──────── GIVEN RECORDS ────────

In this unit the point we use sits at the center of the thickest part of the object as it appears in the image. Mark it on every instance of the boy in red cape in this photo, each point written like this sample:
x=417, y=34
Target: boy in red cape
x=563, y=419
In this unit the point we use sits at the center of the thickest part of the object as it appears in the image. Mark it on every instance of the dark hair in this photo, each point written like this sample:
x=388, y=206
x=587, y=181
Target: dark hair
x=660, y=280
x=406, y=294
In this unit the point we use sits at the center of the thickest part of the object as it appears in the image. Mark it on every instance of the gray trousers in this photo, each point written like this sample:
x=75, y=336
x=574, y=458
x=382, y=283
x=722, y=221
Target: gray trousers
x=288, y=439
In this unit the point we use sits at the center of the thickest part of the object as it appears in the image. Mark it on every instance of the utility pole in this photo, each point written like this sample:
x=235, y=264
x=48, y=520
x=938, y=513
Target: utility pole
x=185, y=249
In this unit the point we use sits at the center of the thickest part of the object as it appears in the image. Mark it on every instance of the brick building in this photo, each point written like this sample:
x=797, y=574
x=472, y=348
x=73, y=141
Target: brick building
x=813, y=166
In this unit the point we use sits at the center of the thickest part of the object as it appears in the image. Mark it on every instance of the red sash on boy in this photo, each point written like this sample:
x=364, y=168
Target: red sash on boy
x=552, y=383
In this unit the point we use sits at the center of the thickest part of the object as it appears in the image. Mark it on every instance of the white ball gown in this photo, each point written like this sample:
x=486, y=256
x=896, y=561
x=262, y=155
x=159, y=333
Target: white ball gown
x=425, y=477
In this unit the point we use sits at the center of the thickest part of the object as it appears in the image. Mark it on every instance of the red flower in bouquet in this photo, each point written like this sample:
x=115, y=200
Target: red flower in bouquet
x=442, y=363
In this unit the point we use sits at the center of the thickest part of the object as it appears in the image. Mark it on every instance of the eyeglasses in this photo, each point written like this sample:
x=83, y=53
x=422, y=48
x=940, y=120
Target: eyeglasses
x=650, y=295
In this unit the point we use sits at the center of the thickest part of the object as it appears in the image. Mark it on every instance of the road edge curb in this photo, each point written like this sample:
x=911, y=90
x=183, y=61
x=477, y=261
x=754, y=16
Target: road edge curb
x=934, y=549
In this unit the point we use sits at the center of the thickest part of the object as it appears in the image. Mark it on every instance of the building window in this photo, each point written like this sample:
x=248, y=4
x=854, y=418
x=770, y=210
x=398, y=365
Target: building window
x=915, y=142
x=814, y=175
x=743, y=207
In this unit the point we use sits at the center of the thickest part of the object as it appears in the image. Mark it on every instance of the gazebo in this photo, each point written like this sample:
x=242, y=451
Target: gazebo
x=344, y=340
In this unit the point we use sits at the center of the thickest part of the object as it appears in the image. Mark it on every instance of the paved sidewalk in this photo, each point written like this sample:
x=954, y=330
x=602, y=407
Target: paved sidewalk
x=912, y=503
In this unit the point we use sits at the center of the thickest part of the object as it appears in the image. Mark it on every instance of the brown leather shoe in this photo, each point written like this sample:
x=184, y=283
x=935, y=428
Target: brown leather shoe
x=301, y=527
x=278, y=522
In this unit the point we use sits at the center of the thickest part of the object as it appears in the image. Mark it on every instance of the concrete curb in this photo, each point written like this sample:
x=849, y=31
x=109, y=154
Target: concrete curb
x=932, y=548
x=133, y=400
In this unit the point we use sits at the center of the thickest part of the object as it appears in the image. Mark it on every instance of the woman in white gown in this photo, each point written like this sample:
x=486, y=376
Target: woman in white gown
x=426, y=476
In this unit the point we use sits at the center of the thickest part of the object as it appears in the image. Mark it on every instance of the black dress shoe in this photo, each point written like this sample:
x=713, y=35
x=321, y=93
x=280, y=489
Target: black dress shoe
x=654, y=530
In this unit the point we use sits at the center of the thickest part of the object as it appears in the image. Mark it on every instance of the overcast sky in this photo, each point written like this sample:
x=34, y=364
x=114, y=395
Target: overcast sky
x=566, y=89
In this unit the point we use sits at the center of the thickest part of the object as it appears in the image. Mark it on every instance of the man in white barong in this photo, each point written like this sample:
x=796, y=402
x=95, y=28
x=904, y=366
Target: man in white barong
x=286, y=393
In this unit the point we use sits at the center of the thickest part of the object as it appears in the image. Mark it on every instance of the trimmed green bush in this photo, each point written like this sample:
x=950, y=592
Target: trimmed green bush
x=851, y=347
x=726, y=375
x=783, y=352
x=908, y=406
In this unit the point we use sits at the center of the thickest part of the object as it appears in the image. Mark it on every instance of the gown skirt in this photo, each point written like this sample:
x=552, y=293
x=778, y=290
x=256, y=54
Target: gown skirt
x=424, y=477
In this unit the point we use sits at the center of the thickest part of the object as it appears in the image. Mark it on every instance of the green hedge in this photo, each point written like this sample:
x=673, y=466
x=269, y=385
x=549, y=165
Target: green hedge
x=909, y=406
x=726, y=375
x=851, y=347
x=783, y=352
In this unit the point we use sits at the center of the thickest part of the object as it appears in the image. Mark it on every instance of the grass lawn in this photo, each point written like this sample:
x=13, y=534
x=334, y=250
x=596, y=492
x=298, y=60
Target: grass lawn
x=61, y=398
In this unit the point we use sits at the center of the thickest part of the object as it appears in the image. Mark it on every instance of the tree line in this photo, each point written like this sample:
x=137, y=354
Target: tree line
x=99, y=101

────────

_PROBLEM TO SOLVE_
Output all records verbatim.

_SOLUTION TO THE EXERCISE_
In this unit the point we use sits at the center of the thickest part of the object as it appears in the image. Mark it on every instance of the boy in red cape in this photo, each point written like this sample:
x=417, y=34
Target: boy in red cape
x=563, y=419
In this unit the point we use sits at the center of the thickest part of the object as it appears in the image. Mark it on every instance of the dark hair in this photo, each point written like this sample:
x=388, y=206
x=587, y=181
Target: dark hair
x=660, y=280
x=406, y=294
In this unit the point we use sits at the center of the thickest part of the object as it appears in the image. Mark it on every instance of the gray trousers in this photo, each point written like this sample:
x=75, y=336
x=574, y=458
x=382, y=283
x=722, y=221
Target: gray trousers
x=288, y=439
In this unit the point we use sits at the center of the thickest part of the object as it appears in the image. Mark it on every instance of the utility pole in this photo, each point written like this sample:
x=235, y=264
x=48, y=520
x=938, y=513
Target: utility pole
x=185, y=249
In this unit the point we use sits at the center of the thickest part of the object as it appears in the image. Mark it on every instance of the brick building in this photo, each point written like this sample:
x=797, y=574
x=472, y=348
x=73, y=141
Target: brick building
x=813, y=166
In this unit the point we use sits at the center of the thickest part of the object as it appears in the image. Mark it on every instance of the red sash on boy in this photo, each point written like this sample:
x=364, y=168
Target: red sash on boy
x=552, y=383
In this unit the point we use sits at the center of the thickest part of the object as it appears in the image. Mark it on every instance of the white ball gown in this photo, each point written like this sample:
x=486, y=256
x=896, y=561
x=262, y=155
x=159, y=333
Target: white ball gown
x=425, y=477
In this unit the point we use sits at the center of the thickest part of the object as it appears in the image. Mark it on every instance of the red flower in bouquet in this photo, each point written like this sample:
x=115, y=200
Target: red flower in bouquet
x=442, y=363
In this unit the point we use sits at the center of the thickest part of the object as it appears in the image. Mark it on every instance of the eyeglasses in this photo, each point written like this sample:
x=83, y=53
x=422, y=48
x=940, y=120
Target: eyeglasses
x=650, y=295
In this unit the point we use sits at the center of the thickest part of the object as it appears in the image. Mark it on every instance of the road edge curb in this photo, each point written like this sample:
x=911, y=90
x=183, y=61
x=477, y=261
x=754, y=16
Target: road edge curb
x=934, y=549
In this unit the point we use sits at the center of the thickest part of the object as it appears in the image. Mark it on every instance of the building window in this photo, each point written like this sample:
x=248, y=4
x=854, y=418
x=770, y=210
x=398, y=365
Target: building window
x=915, y=142
x=814, y=175
x=743, y=207
In this unit the point we use sits at the center of the thickest part of the object as it appears in the image. Mark it on every instance of the gazebo in this photo, each point written like this sample:
x=242, y=451
Target: gazebo
x=344, y=340
In this unit the point we use sits at the center of the thickest part of the object as it appears in the image. Mark it on every instance of the paved sidewalk in this photo, each point written like this sample:
x=954, y=330
x=602, y=407
Target: paved sidewalk
x=912, y=503
In this unit the point we use sits at the center of the thickest part of the object as it appears in the image. Mark it on every instance of the brown leather shoe in this photo, each point written like this sample:
x=184, y=283
x=935, y=428
Target: brown leather shoe
x=301, y=527
x=278, y=522
In this unit the point we use sits at the center of the thickest part of the object as it appears in the image. Mark it on every instance of the concrete curb in this photo, each point written like this sample:
x=849, y=31
x=109, y=154
Target: concrete curb
x=932, y=548
x=133, y=400
In this unit the point we use sits at the center of the thickest part of the object as it appears in the image. Mark it on every instance of the woman in white gown in this photo, each point written like this sample:
x=486, y=376
Target: woman in white gown
x=426, y=476
In this unit the point we use sits at the center of the thickest part of the object as it appears in the image. Mark it on every instance of the black dress shoe in this photo, each point written like this sample:
x=713, y=35
x=321, y=93
x=280, y=489
Target: black dress shoe
x=654, y=530
In this unit the point we use sits at the center of the thickest part of the object as it appears in the image. Mark it on every instance of the overcast sky in this photo, each point written like this sample:
x=34, y=364
x=114, y=395
Target: overcast sky
x=566, y=89
In this unit the point we use sits at the center of the thickest part of the object as it appears in the image. Mark it on every instance of the man in white barong in this photo, each point written like this sample:
x=796, y=402
x=95, y=28
x=904, y=366
Target: man in white barong
x=286, y=393
In this unit the point we use sits at the center of the thickest part of the object as it appears in the image. Mark it on every instance of the trimmed green bush in this photo, each point written like this sample:
x=950, y=592
Target: trimmed green bush
x=851, y=347
x=726, y=375
x=783, y=352
x=908, y=406
In this unit the point we use sits at the center of the thickest part of the object as it appears in the image. Mark it on every instance of the gown skirt in this photo, each point written like this sample:
x=552, y=293
x=778, y=290
x=256, y=54
Target: gown skirt
x=424, y=477
In this unit the point we use sits at the center of the thickest part of the object as it appears in the image. Mark it on every instance of the green hedge in this photo, each point written like this sample:
x=673, y=466
x=269, y=385
x=549, y=165
Target: green hedge
x=909, y=406
x=726, y=375
x=851, y=347
x=783, y=352
In this unit the point we use sits at the center of the thickest part of the object as it appears in the image. Mark it on every instance of the grass lawn in this photo, each point written like this sample:
x=13, y=534
x=334, y=250
x=596, y=492
x=298, y=60
Target: grass lawn
x=61, y=398
In this unit the point we use sits at the center of the thickest part of the object as it appears in the image. Mark it on every instance of the tree line in this photo, each point written like this sample:
x=137, y=354
Target: tree line
x=99, y=101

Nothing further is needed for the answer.